Homologous complementation of HOD13 (ΔhupO) was performed using the T. roseopersicina crt promoter for the expression of the hupO gene (HOD13comp). The introduction of the hupO gene in this expression vector fully restored the original low in vivo HupSL hydrogen uptake in strain HOD13comp (Fig. 3, top). Thus, the observed differences in the hydrogen uptake activities of GB1131 and HOD13 strains could be attributed only to the lack of the hupO gene.
Along with the in vivo Hup hydrogen uptake measurements, the in vitro activity of HupSL was investigated using crude extracts. Similar trends and differences were observed in vitro, i.e., the ΔhupO strain had significantly elevated in vitro hydrogen uptake activity compared to that of the GB1131 strain when crude extracts were prepared from cultures grown in medium containing thiosulfate at low concentrations (PC1 and PC2) (data not shown). Interestingly, a clear difference was observed in the growth characteristics of the strains in PC1: GB1131 had a significantly lower initial growth rate than that of the ΔhupO mutant (a difference of 30% ± 7% was observed at 72 h); however, the numbers of cells of the strains were identical by the 7th day. The growth characteristics of the hupO mutant were highly similar to those of the wild-type T. roseopersicina BBS strain. Thus, more efficient hydrogen uptake coincided with a higher early growth rate in T. roseopersicina under low-thiosulfate conditions.
Beside the detailed HupSL activity and growth characterization, we have analyzed Hup expression at both the RNA and protein levels (Fig. 4). Western hybridization experiments were carried out using the appropriate strains (BBS, GB11, HOD1, GB1131, HOD13, and HOD13comp), and HupL was detected using polyclonal anti-HupL antibody. The results revealed a strongly decreased level of HupSL in GB1131 compared to that in BBS and GB11, indicating a prominent effect of the Hox1 hydrogenase on the regulation of HupSL. However, the wild-type level of HupL was restored in the ΔhupO mutant (HOD13). The results of the Western studies corroborated the activity analyses; i.e., a significantly elevated level of mature HupL protein was detected in the hupO mutant strain under low-thiosulfate conditions (PC0.5, PC1, and PC2) (10- to 15-fold increases in PC1 compared to the HupL level in GB1131), while no difference was observed in the low HupL levels of the GB1131 and HOD13 strains when 4 g liter−1 thiosulfate (PC4) was added to the culture medium (Fig. 4). All membranes were stained with Ponceau solution, which revealed the unvarying loading of the samples.
FIG 4.

Information given:

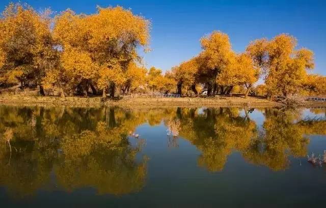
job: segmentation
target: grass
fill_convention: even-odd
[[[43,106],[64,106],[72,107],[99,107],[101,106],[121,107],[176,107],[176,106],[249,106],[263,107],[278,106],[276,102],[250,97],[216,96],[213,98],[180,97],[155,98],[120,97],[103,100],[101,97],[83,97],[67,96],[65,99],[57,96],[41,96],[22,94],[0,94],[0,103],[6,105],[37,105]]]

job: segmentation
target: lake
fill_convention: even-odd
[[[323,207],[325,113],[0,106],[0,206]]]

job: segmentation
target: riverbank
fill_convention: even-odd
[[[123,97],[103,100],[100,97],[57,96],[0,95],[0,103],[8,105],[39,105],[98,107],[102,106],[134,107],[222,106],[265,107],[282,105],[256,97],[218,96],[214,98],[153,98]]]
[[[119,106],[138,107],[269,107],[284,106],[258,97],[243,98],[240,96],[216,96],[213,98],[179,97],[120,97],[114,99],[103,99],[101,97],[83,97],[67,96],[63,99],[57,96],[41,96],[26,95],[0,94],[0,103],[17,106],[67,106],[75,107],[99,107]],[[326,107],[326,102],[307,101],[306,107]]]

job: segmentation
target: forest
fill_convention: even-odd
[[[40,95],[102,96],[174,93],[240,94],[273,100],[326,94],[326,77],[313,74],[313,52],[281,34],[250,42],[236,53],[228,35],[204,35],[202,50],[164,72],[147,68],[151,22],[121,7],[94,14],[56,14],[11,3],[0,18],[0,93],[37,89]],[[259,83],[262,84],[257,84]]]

...

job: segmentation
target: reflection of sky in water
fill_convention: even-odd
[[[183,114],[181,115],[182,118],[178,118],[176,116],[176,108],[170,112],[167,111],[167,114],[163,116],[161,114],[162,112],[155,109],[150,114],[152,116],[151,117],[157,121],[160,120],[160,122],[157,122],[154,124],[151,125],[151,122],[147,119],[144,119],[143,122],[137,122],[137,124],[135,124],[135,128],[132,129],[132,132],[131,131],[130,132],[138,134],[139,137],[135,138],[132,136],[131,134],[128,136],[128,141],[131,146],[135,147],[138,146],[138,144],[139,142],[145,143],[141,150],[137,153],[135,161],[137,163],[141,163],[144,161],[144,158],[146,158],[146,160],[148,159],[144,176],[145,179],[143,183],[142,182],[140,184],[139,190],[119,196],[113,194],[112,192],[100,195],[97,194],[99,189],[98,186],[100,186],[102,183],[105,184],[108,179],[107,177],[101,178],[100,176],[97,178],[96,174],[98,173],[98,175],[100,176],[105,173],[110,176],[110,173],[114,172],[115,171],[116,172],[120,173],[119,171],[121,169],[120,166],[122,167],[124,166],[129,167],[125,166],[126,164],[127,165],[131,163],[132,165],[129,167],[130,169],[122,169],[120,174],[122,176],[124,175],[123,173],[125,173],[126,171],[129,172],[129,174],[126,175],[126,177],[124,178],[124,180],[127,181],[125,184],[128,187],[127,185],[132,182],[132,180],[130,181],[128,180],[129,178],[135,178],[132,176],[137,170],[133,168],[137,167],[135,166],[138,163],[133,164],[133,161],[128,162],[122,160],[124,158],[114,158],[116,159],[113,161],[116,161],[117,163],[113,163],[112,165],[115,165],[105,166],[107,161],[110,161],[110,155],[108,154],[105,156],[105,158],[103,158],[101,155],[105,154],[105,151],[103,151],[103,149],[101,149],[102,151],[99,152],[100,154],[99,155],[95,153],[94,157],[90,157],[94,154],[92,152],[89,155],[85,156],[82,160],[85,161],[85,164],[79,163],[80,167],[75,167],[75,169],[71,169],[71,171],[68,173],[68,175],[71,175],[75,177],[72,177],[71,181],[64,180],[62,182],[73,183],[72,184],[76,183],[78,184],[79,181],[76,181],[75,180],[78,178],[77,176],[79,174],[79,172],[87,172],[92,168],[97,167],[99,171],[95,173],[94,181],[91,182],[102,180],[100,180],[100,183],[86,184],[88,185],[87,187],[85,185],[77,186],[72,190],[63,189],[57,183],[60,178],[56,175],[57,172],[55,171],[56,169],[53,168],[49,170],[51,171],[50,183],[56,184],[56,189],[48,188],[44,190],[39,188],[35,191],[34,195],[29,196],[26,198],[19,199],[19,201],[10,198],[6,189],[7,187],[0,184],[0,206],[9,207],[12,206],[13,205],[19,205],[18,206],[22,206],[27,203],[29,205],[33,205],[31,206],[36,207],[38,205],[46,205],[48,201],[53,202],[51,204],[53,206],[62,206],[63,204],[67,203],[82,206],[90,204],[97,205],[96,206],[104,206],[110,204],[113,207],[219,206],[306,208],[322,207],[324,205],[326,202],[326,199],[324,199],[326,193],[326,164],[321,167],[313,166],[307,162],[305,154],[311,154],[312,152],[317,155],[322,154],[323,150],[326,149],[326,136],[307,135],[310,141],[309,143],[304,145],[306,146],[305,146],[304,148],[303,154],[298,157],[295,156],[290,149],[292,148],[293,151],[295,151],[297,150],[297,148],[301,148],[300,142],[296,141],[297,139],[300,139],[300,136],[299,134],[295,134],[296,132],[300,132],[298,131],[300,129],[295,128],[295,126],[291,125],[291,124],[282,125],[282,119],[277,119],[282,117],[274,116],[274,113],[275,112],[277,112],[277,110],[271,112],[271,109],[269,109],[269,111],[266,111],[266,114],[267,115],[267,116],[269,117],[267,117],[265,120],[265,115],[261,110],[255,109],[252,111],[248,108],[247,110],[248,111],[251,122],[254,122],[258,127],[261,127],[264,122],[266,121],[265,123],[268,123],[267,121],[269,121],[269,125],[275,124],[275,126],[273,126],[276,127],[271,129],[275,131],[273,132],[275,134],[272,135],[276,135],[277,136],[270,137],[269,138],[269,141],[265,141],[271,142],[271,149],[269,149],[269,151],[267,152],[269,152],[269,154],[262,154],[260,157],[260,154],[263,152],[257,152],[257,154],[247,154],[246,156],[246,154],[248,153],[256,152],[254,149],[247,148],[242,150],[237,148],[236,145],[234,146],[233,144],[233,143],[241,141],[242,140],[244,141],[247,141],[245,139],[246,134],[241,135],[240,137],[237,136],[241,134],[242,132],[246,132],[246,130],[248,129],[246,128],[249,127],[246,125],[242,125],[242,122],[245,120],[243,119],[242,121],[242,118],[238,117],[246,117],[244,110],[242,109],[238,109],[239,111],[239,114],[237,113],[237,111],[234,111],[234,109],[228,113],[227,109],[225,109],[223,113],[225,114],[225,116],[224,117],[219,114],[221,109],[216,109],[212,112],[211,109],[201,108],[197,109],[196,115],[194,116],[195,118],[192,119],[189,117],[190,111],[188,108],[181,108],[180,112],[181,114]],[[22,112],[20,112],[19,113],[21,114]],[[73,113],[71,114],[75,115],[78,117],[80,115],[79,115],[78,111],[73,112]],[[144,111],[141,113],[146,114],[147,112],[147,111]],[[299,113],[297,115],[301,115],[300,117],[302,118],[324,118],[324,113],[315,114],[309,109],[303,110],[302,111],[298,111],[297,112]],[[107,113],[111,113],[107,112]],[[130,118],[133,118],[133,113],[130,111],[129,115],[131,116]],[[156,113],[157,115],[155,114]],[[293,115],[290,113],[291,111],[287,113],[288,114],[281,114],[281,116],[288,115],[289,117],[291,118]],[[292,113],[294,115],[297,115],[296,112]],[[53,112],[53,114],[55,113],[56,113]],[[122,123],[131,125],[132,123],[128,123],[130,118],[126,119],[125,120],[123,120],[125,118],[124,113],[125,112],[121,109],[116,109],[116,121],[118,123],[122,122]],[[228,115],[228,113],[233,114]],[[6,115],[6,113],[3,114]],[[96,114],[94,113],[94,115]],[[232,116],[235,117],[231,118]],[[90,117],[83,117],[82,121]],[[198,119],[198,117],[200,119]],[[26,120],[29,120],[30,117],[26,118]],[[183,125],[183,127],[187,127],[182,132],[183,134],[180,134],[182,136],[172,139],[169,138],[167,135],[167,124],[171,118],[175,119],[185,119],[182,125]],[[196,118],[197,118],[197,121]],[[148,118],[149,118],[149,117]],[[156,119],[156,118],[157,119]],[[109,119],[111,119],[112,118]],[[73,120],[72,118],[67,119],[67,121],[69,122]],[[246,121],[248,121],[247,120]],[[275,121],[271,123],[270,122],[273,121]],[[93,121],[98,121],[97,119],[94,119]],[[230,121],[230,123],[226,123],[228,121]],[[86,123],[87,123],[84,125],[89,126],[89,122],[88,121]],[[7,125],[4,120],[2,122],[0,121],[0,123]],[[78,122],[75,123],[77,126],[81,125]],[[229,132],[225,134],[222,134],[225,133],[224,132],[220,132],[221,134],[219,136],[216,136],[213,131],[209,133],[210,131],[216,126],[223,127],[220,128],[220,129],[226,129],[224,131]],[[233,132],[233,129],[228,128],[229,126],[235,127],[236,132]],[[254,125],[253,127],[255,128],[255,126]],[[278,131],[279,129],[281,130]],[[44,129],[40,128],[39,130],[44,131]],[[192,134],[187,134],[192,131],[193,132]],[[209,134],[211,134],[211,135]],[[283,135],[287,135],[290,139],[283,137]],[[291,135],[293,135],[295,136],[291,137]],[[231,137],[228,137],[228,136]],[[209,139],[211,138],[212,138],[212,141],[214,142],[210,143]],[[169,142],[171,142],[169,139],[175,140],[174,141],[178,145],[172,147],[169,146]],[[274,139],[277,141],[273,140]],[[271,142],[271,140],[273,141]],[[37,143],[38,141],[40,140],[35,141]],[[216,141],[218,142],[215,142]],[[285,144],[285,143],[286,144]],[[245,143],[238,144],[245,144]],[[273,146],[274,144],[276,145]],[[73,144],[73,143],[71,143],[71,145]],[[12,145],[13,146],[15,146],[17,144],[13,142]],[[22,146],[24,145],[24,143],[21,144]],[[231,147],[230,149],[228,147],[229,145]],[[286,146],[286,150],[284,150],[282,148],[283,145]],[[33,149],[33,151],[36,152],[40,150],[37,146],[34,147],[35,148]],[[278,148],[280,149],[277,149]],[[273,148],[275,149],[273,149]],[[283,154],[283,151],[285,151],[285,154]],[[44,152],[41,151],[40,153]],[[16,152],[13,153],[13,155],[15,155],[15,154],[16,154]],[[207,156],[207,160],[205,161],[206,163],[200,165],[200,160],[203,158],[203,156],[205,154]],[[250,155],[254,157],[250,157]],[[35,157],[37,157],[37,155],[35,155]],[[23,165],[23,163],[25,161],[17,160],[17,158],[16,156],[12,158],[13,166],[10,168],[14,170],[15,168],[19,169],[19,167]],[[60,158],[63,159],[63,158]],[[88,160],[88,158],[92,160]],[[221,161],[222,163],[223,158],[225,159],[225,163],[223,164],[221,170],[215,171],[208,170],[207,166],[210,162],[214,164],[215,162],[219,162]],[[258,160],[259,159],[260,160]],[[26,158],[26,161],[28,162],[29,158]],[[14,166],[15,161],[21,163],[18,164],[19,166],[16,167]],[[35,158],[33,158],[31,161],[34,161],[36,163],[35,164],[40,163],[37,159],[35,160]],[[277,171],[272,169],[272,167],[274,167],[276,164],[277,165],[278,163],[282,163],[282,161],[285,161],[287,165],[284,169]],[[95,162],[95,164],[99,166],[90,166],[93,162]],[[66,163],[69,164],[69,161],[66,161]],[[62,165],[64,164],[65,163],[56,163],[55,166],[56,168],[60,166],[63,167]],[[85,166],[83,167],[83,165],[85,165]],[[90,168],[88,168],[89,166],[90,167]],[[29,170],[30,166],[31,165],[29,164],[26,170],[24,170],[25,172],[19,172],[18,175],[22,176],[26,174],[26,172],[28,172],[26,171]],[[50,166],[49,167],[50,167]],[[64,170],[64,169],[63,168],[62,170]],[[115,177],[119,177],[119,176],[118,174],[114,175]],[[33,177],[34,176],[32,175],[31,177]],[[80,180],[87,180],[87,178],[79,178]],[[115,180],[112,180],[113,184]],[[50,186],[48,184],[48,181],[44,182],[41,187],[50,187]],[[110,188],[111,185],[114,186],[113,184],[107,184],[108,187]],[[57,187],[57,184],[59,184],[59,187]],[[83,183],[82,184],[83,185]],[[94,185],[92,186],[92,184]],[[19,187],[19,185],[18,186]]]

==

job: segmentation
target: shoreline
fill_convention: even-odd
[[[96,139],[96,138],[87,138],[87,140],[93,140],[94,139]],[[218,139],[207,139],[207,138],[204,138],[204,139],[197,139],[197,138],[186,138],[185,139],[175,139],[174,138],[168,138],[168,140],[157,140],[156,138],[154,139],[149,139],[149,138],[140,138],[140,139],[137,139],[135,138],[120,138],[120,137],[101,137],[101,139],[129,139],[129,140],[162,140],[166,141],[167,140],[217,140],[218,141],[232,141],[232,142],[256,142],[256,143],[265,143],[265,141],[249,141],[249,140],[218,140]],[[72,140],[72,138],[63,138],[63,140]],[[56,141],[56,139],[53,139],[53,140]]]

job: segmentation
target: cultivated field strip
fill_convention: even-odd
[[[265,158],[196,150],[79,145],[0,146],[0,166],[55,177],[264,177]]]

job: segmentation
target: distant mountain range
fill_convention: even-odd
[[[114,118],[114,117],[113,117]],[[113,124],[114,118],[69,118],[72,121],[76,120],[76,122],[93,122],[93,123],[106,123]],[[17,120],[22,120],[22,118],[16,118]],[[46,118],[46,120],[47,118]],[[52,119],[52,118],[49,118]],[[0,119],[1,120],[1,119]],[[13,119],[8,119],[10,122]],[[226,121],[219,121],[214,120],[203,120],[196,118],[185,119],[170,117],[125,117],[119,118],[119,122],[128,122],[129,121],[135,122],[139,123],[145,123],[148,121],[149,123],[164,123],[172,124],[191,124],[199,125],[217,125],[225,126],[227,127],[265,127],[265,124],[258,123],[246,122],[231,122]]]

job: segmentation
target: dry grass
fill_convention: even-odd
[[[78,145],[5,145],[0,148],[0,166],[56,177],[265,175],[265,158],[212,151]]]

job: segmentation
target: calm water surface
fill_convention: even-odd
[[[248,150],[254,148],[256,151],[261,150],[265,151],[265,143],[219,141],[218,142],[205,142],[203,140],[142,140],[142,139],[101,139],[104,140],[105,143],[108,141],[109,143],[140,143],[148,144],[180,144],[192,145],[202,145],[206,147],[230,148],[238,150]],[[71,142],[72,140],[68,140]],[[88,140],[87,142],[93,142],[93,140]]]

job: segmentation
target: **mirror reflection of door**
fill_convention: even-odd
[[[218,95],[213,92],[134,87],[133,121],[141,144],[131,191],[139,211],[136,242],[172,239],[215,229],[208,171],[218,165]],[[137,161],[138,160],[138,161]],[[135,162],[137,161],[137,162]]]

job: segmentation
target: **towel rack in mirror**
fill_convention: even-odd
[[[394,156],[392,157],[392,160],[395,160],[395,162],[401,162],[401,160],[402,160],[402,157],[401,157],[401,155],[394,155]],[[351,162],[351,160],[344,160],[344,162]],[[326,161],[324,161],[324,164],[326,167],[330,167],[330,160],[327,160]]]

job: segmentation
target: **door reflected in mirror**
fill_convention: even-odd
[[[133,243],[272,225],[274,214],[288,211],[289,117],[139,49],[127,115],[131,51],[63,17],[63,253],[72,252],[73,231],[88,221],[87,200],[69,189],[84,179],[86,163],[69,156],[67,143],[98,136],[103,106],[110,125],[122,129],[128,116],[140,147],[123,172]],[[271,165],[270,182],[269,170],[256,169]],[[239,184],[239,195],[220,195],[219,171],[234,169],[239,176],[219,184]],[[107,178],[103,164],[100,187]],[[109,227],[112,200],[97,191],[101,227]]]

The task:
Repeat word for word the portion of the hydrogenase passage above starting with "Homologous complementation of" and going on through "the hupO gene.".

Result for this task:
Homologous complementation of HOD13 (ΔhupO) was performed using the T. roseopersicina crt promoter for the expression of the hupO gene (HOD13comp). The introduction of the hupO gene in this expression vector fully restored the original low in vivo HupSL hydrogen uptake in strain HOD13comp (Fig. 3, top). Thus, the observed differences in the hydrogen uptake activities of GB1131 and HOD13 strains could be attributed only to the lack of the hupO gene.